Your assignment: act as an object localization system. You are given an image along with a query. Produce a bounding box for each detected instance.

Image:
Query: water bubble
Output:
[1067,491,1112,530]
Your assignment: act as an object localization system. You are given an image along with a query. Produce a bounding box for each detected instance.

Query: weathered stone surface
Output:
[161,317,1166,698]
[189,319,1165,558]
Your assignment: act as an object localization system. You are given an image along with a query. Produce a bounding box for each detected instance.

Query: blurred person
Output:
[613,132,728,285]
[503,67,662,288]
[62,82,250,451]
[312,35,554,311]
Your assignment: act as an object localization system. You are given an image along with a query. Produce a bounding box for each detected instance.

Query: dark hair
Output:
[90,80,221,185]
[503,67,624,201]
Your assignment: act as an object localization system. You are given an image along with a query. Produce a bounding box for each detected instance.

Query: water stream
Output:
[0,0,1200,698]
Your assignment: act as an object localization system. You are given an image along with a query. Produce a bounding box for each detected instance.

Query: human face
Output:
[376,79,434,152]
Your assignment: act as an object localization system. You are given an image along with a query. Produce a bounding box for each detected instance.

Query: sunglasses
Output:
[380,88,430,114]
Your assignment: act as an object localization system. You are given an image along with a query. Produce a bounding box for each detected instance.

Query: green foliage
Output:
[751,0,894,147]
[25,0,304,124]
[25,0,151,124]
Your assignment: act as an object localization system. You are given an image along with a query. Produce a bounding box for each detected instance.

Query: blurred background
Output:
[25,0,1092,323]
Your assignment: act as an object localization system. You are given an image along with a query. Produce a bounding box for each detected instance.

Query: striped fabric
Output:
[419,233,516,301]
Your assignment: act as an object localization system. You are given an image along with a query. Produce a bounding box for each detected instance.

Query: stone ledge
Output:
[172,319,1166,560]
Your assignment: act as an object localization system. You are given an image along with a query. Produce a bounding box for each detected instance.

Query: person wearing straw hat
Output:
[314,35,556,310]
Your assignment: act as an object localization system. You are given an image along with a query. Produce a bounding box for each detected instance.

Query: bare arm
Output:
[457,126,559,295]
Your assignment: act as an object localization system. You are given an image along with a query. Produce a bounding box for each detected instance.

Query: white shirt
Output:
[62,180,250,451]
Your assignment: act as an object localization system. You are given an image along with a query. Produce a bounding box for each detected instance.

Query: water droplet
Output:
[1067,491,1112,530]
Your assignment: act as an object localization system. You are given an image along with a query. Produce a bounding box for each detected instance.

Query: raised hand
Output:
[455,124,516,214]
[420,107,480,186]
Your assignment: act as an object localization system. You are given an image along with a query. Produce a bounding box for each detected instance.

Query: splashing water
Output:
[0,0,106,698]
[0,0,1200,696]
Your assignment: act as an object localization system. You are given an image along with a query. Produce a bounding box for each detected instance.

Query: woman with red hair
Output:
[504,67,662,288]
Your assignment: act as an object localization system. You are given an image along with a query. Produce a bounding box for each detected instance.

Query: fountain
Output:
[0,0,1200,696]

DESCRIPTION OF THE TASK:
Return each line of the listing above that contains the word "blurred", copying every such line in full and unchanged.

RESPONSE TO THIS TASK:
Query: blurred person
Query: blurred background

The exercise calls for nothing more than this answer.